任务 1
能把下文谈中西道德哲学对话的文章中，从“黑格尔关于家庭伦理关系的规定”到“明可以共享也应当共享的世界。”的这一段原样打印出来吗？

所示文本

┄┄┄┄┄┄┄┄┄┄┄┄┄┄┄┄┄┄┄┄

中国传统道德哲学和德国古典哲学的对话与互释
2014-05-28
现代中国所发生的最为彻底和最为深刻的变化,在于人们“关于伦理的观念”和“伦理”方式。而现代中国道德哲学“关于伦理的观念”的最深刻的变化,首先并集中表现在“伦”或“人伦”方面。
如何把握“伦理”的本性,黑格尔有一个著名的论断:“在考察伦理时永远只有两种观点可能:或者从实体性出发,或者原子式地进行探讨,即以单个的人为基础而逐渐提高。”显然,他肯定“从实体性出发”的观点,否定“原子式探讨”的观点,而否定的理由只有一个:它“没有精神”。黑格尔以家庭关系诠释“伦理是本性上普遍的东西”的抽象规定。在家庭伦理实体中,家庭成员之间的伦理关系“不是情感关系和爱的关系”,而是“个别性的家庭成员”与“对其作为实体的家庭整体”之间的关系,也就是个体与家庭实体之间的关系,其精髓是“个别家庭成员的行动和现实”“以家庭为其目的和内容”。
黑格尔关于家庭伦理关系的规定,很容易让人想起《论语》中孔子所说的“父为子隐,子为父隐,直在其中”那种“亲亲相隐”的著名伦理逻辑。“父为子隐,子为父隐”何“直”之有?“直”于什么?根据黑格尔关于伦理本质的规定,“直”即“直”面家庭的伦理实体本性,“直”于家庭伦理实体中个体作为家庭成员而行动的伦理诉求。在中国传统道德哲学中,伦理作为“本性上普遍的东西”的本性集中体现和表达为一个“伦”字,中国传统道德哲学的“伦”或“人伦”正是“从实体性出发”“考察伦理”的观点。
由此可见,“伦”是中西道德哲学传统“在考察伦理时”的方法论或把握伦理真谛方面的会通点,也是古今中西道德哲学和伦理传统的基本会通点。
考察“伦”的传统概念裂变也许是一个难以完成的任务,直观的办法是分析它在现象领域即伦理世界中所发生的变化。“伦理世界”是黑格尔在《精神现象学》中提出的一个道德哲学概念。在他看来,伦理世界是由“伦理实体”、“伦理规律”和“男人、女人”构成的“无限和整体”。家庭与民族是“伦理实体”的两种形态,它们分别遵循“神的规律”与“人的规律”,这两大“伦理规律”或伦理势力既相互对立又相互过渡,由此造就伦理世界的整体。黑格尔所说的“神的规律”与“人的规律”,在中国道德哲学的话语系统和中国人的伦理生活中便是所谓“天伦”与“人伦”,一定意义上也可以说是“天道”与“人道”。中国传统道德哲学将伦理与道德相连,形成“伦理道德”的伦理精神发展的辩证过程。这样,伦理实体、伦理规律、伦理精神,便构成了一个活生生的伦理世界。这是一个中西方民族、中西方文明共有的世界,也是一个在传统社会中已经证明可以共享也应当共享的世界。

┄┄┄┄┄┄┄┄┄┄┄┄┄┄┄┄┄┄┄┄

任务 2
下方列表中，从含有“Where can the shirt”的那一行起，一直到列表的最后一行，能否原样输出这些行？首尾两行都要包括在内。

┄┄┄┄┄┄┄┄┄┄┄┄┄┄┄┄┄┄┄┄

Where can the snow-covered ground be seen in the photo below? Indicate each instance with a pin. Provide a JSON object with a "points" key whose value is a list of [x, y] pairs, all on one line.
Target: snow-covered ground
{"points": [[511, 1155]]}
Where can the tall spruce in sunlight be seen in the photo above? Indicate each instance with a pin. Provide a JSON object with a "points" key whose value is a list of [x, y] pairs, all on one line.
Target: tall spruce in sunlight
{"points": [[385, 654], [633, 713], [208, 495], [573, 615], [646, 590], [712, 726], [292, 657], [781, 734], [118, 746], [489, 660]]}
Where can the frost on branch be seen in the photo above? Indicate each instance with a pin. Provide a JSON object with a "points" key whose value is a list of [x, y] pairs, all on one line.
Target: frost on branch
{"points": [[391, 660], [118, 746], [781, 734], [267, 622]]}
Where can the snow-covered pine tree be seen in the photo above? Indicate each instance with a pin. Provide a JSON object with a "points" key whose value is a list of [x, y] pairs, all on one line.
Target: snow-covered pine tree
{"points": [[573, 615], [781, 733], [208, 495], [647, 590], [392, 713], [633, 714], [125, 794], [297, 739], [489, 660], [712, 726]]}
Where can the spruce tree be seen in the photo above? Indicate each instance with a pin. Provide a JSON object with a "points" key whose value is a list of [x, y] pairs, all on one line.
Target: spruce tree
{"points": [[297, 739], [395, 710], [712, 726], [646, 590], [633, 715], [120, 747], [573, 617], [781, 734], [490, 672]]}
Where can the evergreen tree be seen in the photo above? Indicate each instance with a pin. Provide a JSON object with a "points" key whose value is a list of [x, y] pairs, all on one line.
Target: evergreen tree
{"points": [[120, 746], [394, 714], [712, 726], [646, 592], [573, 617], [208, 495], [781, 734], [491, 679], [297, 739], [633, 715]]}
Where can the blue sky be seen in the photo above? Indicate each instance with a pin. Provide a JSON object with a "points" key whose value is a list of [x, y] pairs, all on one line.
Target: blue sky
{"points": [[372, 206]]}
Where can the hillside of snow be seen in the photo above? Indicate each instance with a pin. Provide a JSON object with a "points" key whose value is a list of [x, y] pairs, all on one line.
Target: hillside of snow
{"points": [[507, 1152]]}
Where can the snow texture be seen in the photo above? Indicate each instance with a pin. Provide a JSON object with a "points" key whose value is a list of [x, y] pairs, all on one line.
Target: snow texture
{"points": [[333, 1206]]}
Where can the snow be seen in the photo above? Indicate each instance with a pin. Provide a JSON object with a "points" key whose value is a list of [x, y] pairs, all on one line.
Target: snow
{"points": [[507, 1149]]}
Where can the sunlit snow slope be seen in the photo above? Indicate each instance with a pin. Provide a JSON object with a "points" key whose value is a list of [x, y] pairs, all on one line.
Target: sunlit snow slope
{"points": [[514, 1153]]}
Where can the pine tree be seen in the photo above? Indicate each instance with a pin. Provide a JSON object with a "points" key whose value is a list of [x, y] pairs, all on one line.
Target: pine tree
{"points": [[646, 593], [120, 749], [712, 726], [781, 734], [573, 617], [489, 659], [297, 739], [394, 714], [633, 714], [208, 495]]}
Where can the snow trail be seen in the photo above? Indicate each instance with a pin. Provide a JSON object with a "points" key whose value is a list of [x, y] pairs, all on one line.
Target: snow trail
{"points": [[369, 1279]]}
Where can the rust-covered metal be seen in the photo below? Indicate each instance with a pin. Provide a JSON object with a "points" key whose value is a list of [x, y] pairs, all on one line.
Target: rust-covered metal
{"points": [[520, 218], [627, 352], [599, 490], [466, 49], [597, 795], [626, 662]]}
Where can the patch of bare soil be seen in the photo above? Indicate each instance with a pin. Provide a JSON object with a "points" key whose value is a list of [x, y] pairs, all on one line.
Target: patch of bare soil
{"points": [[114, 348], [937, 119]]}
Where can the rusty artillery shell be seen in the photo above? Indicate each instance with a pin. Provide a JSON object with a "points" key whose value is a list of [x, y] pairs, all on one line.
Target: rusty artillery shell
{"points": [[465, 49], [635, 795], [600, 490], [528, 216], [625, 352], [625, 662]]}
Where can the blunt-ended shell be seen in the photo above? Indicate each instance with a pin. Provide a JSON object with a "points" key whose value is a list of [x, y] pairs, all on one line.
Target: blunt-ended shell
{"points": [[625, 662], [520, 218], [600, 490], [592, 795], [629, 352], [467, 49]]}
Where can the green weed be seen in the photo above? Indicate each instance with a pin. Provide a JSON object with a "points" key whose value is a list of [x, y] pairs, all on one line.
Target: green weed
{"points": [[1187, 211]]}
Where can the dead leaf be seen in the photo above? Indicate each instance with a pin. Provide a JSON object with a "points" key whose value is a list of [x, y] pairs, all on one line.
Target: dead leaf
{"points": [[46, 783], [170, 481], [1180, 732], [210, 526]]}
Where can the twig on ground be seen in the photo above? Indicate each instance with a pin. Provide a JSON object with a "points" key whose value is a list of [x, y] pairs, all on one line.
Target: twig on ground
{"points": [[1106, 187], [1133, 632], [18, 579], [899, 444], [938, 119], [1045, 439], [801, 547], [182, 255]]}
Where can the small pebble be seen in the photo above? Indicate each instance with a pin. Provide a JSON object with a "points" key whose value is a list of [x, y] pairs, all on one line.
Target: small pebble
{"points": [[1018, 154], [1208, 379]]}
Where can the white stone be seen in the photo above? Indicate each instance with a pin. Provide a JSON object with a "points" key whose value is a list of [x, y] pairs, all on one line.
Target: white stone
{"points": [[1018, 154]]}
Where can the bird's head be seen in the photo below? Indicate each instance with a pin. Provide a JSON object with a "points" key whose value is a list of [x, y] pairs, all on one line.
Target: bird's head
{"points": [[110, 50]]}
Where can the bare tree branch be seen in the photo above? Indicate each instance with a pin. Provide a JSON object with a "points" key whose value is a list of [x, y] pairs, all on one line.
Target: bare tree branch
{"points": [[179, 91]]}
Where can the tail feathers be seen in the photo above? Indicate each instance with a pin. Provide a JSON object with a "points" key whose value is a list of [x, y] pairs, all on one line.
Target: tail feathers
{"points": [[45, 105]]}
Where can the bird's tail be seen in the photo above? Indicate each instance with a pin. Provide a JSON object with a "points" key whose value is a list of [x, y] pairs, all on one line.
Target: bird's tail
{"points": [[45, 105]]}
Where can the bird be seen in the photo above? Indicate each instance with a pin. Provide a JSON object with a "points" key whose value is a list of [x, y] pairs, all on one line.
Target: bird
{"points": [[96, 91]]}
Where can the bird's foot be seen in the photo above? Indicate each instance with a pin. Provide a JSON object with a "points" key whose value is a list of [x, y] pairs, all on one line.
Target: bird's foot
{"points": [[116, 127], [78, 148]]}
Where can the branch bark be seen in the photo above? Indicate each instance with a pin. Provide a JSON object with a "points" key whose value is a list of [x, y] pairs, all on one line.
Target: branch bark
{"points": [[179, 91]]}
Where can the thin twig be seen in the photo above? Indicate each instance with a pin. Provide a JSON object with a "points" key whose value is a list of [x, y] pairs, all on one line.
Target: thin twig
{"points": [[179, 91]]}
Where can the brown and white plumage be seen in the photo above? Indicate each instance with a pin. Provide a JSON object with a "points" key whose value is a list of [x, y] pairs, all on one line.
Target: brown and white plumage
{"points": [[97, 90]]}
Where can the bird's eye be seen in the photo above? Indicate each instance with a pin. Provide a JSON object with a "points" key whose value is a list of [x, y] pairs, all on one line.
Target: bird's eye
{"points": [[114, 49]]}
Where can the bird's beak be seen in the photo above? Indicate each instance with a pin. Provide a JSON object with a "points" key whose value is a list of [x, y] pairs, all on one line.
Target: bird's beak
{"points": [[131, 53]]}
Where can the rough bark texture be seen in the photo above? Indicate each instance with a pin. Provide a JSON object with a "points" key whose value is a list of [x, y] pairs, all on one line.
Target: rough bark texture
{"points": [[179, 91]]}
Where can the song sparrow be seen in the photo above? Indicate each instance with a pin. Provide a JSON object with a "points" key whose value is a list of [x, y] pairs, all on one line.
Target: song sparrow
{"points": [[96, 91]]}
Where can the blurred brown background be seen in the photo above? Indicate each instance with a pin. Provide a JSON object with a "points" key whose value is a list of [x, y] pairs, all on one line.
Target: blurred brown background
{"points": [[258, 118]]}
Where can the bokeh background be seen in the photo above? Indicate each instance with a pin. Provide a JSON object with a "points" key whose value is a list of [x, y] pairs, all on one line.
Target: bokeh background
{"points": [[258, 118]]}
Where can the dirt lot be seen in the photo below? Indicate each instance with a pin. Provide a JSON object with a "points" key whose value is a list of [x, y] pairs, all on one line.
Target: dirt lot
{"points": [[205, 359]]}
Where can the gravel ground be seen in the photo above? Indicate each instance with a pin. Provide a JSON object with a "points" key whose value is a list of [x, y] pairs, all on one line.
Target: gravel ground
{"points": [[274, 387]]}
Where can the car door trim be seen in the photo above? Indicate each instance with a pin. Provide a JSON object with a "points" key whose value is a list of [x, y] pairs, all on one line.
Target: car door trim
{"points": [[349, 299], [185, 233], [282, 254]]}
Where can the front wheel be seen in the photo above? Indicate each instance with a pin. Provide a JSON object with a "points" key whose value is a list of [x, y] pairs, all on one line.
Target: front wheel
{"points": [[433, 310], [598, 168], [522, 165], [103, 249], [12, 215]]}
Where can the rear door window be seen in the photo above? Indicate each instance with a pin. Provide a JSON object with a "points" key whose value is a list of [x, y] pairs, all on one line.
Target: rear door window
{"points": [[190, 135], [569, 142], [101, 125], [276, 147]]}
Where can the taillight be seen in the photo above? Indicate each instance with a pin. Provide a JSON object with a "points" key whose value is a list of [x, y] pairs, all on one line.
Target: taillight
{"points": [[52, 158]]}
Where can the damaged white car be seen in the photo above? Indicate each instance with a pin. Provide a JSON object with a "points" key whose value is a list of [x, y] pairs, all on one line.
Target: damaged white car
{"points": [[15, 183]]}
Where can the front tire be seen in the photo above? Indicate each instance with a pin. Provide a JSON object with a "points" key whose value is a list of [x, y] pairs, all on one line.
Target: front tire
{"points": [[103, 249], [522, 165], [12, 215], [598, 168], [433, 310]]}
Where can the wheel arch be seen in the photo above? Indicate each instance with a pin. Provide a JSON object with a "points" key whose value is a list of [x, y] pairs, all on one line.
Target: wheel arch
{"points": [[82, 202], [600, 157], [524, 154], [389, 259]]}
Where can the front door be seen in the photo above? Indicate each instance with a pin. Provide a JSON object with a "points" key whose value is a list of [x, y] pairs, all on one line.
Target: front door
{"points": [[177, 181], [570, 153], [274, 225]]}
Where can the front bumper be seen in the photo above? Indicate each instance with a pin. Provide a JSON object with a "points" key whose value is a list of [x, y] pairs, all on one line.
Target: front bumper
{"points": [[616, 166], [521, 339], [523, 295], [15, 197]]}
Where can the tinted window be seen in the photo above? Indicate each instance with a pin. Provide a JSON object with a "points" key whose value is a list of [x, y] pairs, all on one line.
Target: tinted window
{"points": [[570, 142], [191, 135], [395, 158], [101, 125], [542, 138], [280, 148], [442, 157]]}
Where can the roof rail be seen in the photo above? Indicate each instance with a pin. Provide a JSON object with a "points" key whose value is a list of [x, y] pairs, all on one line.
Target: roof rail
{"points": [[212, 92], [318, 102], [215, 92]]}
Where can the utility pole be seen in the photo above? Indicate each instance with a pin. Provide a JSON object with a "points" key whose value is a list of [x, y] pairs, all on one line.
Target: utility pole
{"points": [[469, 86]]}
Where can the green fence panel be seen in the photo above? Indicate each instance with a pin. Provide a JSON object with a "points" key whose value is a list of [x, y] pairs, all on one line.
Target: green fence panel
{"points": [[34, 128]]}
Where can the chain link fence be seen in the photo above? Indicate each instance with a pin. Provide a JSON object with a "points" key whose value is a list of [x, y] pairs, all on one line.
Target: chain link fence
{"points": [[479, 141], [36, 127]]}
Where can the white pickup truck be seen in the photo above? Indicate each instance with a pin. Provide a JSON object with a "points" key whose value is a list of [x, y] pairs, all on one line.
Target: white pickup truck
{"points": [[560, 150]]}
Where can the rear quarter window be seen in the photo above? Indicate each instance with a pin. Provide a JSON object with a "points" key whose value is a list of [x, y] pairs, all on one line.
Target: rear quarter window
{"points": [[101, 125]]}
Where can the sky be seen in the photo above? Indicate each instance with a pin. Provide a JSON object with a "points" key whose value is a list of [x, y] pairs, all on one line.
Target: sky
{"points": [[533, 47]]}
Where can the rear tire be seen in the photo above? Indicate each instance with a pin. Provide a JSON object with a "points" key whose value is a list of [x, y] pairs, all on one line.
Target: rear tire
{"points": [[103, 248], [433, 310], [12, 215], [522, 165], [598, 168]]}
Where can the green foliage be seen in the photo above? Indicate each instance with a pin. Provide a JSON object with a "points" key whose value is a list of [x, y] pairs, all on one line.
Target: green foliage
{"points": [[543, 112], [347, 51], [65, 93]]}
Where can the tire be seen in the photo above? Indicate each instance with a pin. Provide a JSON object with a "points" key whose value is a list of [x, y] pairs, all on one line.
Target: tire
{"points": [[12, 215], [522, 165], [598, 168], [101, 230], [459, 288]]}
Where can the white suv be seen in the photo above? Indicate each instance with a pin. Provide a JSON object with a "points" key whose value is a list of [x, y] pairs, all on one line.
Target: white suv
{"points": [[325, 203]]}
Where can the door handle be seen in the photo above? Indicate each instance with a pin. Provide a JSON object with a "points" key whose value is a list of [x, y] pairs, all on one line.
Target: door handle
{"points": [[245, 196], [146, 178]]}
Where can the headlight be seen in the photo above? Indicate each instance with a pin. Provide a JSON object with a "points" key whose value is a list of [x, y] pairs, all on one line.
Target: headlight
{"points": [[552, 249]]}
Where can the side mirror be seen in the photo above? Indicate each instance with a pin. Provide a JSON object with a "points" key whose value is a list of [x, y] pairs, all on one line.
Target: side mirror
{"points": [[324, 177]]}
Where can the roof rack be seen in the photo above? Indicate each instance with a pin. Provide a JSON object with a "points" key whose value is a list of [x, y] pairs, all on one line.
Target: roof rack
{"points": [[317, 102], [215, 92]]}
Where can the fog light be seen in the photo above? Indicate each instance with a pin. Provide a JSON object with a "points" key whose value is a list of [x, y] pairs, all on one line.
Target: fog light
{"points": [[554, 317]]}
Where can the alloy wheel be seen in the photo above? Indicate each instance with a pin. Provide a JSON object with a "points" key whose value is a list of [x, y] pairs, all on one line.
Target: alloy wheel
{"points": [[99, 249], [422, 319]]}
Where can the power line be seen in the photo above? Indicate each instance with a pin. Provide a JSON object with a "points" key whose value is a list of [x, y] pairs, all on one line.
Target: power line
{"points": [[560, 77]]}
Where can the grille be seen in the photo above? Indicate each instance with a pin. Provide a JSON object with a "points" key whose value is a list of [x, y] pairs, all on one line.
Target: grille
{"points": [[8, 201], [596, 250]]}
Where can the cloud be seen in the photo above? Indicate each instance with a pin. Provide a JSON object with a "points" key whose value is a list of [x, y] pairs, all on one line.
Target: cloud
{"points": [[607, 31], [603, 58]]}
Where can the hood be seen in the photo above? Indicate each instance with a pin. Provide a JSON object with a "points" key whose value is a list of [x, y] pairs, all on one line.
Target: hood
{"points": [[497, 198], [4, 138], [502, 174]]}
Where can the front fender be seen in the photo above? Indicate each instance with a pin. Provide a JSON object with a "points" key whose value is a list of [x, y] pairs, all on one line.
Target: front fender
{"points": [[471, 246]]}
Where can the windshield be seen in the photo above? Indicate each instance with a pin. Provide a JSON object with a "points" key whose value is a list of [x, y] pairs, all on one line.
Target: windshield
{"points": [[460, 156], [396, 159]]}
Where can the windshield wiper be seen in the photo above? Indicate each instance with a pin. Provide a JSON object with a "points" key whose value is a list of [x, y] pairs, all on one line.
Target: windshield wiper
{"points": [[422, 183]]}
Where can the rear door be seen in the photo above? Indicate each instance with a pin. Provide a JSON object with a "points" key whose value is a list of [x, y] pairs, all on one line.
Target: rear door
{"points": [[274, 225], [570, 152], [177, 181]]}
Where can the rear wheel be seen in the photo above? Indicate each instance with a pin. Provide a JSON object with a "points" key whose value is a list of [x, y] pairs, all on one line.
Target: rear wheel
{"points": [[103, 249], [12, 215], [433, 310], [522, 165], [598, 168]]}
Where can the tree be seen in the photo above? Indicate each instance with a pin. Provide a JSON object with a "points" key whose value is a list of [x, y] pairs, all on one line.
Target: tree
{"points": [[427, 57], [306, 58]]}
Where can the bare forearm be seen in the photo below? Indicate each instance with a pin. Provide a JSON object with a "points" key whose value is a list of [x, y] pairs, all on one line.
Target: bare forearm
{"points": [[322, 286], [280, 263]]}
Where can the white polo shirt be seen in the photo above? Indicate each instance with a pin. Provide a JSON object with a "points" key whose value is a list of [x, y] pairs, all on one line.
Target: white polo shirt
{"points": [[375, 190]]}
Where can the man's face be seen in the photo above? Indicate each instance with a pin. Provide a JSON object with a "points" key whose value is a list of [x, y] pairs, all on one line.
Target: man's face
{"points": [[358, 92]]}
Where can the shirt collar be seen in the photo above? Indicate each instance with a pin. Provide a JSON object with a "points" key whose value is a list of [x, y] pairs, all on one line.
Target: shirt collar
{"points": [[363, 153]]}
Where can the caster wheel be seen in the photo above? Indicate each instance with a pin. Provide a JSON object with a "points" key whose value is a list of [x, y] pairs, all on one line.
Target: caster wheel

┄┄┄┄┄┄┄┄┄┄┄┄┄┄┄┄┄┄┄┄

练习答案 1
黑格尔关于家庭伦理关系的规定,很容易让人想起《论语》中孔子所说的“父为子隐,子为父隐,直在其中”那种“亲亲相隐”的著名伦理逻辑。“父为子隐,子为父隐”何“直”之有?“直”于什么?根据黑格尔关于伦理本质的规定,“直”即“直”面家庭的伦理实体本性,“直”于家庭伦理实体中个体作为家庭成员而行动的伦理诉求。在中国传统道德哲学中,伦理作为“本性上普遍的东西”的本性集中体现和表达为一个“伦”字,中国传统道德哲学的“伦”或“人伦”正是“从实体性出发”“考察伦理”的观点。
由此可见,“伦”是中西道德哲学传统“在考察伦理时”的方法论或把握伦理真谛方面的会通点,也是古今中西道德哲学和伦理传统的基本会通点。
考察“伦”的传统概念裂变也许是一个难以完成的任务,直观的办法是分析它在现象领域即伦理世界中所发生的变化。“伦理世界”是黑格尔在《精神现象学》中提出的一个道德哲学概念。在他看来,伦理世界是由“伦理实体”、“伦理规律”和“男人、女人”构成的“无限和整体”。家庭与民族是“伦理实体”的两种形态,它们分别遵循“神的规律”与“人的规律”,这两大“伦理规律”或伦理势力既相互对立又相互过渡,由此造就伦理世界的整体。黑格尔所说的“神的规律”与“人的规律”,在中国道德哲学的话语系统和中国人的伦理生活中便是所谓“天伦”与“人伦”,一定意义上也可以说是“天道”与“人道”。中国传统道德哲学将伦理与道德相连,形成“伦理道德”的伦理精神发展的辩证过程。这样,伦理实体、伦理规律、伦理精神,便构成了一个活生生的伦理世界。这是一个中西方民族、中西方文明共有的世界,也是一个在传统社会中已经证明可以共享也应当共享的世界。

练习答案 2
Where can the shirt collar be seen in the photo above? Indicate each instance with a pin. Provide a JSON object with a "points" key whose value is a list of [x, y] pairs, all on one line.
Target: shirt collar
{"points": [[363, 153]]}
Where can the caster wheel be seen in the photo above? Indicate each instance with a pin. Provide a JSON object with a "points" key whose value is a list of [x, y] pairs, all on one line.
Target: caster wheel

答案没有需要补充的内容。